## WORK REQUIRED
Of the entries below, return only those lines from the line with "Target: no parking sign" to the line with "Report one point per instance of the house", exactly, both included.

## SUPPLIED ENTRIES
◇ ◇ ◇ ◇ ◇
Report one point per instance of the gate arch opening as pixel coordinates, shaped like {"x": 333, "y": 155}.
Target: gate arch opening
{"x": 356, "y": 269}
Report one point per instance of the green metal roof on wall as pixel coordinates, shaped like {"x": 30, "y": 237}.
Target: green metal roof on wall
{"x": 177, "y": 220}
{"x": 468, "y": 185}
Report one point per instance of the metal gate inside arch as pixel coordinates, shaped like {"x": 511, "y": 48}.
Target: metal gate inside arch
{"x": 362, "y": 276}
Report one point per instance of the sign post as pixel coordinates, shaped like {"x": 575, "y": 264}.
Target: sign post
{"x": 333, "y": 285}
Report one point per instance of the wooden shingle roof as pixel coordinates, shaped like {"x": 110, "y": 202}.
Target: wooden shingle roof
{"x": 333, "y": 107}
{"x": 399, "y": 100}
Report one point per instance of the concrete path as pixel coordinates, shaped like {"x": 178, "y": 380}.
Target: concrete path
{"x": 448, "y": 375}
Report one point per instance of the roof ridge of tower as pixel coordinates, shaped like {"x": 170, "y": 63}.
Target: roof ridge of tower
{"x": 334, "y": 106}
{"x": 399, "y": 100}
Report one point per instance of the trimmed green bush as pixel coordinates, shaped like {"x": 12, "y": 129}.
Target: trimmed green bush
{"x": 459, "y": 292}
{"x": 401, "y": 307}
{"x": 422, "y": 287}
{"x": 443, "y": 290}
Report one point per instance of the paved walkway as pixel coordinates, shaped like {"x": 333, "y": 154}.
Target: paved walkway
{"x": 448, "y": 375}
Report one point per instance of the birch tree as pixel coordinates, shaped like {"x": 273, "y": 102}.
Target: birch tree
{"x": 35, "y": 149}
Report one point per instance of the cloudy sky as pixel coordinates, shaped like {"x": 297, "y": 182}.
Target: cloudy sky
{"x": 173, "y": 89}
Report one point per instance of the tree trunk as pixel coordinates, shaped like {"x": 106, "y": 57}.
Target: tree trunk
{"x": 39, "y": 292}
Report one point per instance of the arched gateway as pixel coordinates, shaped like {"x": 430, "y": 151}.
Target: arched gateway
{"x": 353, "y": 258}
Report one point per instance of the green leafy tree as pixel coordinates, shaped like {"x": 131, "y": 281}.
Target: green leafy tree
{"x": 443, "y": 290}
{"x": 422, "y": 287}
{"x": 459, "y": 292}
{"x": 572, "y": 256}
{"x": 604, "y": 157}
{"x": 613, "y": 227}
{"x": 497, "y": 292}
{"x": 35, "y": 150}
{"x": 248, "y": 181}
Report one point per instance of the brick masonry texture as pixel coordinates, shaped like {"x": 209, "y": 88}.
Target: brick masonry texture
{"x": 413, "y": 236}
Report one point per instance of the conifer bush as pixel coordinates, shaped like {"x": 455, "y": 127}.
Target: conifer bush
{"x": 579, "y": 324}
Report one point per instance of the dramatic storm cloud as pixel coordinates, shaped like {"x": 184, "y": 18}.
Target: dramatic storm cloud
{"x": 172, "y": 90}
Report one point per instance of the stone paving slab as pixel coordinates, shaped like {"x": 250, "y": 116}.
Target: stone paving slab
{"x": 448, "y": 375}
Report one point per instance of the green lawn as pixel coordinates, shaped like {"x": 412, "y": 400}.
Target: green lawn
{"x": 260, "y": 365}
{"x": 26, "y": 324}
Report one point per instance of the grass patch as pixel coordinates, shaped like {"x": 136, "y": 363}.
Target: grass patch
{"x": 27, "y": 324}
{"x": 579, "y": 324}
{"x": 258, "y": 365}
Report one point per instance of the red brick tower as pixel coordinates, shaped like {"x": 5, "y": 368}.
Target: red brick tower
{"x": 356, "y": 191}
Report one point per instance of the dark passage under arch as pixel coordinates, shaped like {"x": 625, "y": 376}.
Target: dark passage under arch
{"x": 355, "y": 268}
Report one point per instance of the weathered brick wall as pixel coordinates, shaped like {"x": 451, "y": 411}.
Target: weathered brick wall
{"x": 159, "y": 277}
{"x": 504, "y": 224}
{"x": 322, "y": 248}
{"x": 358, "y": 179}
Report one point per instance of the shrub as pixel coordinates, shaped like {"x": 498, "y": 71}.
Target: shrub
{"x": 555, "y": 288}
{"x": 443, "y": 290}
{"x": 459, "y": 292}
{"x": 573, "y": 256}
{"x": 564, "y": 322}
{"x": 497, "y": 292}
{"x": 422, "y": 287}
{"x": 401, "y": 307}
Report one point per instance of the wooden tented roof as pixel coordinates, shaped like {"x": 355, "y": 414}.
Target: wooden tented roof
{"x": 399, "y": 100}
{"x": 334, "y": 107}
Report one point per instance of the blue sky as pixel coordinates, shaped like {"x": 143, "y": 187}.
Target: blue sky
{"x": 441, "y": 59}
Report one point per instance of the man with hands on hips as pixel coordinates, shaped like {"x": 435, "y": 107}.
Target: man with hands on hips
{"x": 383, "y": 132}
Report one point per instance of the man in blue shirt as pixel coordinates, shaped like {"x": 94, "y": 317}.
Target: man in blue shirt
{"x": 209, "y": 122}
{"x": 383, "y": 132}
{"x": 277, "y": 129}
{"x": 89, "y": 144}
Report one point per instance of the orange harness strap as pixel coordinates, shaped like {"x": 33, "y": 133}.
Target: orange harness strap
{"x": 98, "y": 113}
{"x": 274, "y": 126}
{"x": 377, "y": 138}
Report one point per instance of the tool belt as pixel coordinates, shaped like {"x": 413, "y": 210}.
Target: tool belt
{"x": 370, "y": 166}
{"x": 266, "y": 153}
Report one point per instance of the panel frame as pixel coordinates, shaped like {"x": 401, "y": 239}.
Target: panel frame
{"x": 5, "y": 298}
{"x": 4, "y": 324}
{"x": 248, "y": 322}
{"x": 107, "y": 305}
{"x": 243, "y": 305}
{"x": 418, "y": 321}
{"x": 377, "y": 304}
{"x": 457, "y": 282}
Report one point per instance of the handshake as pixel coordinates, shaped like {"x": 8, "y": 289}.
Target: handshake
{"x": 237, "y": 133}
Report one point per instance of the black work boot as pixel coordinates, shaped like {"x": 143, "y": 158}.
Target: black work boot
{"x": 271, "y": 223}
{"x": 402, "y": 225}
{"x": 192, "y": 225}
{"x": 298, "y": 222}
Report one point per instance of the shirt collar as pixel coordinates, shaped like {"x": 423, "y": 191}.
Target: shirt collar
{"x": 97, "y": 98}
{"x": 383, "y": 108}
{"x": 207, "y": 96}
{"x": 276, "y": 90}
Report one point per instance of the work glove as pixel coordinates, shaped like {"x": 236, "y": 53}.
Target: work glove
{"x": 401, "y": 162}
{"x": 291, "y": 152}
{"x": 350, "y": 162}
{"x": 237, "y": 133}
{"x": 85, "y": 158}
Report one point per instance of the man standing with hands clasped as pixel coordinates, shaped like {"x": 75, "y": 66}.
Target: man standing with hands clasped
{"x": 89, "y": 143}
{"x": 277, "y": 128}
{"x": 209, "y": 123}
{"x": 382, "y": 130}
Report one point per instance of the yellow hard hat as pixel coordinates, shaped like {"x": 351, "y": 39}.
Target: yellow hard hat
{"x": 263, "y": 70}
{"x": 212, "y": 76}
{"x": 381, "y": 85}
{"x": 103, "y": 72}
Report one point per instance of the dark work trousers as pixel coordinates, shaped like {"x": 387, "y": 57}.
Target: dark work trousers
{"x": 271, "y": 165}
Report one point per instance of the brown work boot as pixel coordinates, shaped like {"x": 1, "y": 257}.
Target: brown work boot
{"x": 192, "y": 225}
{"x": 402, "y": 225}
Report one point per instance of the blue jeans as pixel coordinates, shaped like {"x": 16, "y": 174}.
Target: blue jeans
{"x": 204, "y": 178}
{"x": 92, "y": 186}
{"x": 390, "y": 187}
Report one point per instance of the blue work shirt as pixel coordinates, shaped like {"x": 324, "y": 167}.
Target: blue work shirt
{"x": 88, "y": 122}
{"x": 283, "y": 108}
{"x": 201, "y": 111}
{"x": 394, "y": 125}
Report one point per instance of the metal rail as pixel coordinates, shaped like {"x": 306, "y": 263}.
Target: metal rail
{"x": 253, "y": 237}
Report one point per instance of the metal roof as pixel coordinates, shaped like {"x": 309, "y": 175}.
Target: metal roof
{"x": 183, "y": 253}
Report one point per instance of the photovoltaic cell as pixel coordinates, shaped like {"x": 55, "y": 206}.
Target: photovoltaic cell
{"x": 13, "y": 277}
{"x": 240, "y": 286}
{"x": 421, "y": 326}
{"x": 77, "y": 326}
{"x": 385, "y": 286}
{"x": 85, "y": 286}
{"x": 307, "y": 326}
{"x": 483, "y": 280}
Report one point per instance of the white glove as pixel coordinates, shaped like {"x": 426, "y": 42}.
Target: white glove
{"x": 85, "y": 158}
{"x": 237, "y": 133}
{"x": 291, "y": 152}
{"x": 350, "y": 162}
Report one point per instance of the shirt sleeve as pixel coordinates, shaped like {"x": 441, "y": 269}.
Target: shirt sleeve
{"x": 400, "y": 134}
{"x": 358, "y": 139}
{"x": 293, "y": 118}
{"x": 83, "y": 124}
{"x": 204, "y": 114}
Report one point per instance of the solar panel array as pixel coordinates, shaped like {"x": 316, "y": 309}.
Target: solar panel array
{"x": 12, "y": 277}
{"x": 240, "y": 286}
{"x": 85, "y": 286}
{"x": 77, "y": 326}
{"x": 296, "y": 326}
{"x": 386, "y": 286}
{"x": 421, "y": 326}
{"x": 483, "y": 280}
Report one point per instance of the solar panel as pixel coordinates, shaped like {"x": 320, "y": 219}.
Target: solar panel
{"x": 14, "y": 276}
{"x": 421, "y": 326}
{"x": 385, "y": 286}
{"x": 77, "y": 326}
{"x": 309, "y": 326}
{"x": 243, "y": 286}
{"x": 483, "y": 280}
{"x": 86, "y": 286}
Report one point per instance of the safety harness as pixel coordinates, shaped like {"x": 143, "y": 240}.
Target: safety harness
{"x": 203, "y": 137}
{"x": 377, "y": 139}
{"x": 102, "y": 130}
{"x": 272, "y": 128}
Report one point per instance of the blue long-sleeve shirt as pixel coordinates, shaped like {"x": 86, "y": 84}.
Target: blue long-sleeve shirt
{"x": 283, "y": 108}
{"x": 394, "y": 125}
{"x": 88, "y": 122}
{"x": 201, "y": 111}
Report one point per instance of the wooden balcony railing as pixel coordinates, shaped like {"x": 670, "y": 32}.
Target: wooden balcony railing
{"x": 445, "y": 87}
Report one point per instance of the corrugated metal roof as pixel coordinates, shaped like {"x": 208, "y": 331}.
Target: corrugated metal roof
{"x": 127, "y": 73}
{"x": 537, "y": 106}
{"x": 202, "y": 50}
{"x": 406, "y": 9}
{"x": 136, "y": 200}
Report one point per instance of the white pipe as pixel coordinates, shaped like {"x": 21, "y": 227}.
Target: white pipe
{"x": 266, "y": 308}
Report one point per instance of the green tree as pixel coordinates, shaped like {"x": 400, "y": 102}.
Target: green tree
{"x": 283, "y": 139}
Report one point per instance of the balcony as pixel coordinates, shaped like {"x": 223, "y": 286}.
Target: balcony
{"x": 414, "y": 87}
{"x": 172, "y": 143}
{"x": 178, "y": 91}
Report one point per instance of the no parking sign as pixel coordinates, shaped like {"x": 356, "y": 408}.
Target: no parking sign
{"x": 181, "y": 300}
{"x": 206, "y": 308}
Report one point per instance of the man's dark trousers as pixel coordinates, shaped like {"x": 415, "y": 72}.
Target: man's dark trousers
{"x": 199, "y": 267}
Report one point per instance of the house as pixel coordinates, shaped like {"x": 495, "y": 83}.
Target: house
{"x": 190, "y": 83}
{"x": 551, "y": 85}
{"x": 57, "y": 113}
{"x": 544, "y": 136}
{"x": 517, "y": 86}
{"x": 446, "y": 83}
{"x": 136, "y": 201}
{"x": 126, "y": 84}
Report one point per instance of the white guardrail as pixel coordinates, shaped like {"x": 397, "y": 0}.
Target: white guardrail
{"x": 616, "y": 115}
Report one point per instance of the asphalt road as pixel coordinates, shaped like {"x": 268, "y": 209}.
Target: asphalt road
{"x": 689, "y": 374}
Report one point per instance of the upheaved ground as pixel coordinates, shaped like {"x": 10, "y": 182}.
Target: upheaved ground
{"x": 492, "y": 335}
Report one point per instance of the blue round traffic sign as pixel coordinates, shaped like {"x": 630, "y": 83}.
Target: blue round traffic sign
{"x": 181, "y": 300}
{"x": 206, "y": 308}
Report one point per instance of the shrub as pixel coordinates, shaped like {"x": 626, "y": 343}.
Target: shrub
◇ ◇ ◇ ◇ ◇
## RESULT
Target: no parking sign
{"x": 181, "y": 300}
{"x": 206, "y": 308}
Report one point per instance of the man's dark trousers as pixel coordinates, shaped like {"x": 415, "y": 72}.
Target: man's dark trousers
{"x": 199, "y": 267}
Report one point per instance of the house as pixel coordinates, shaped like {"x": 495, "y": 83}.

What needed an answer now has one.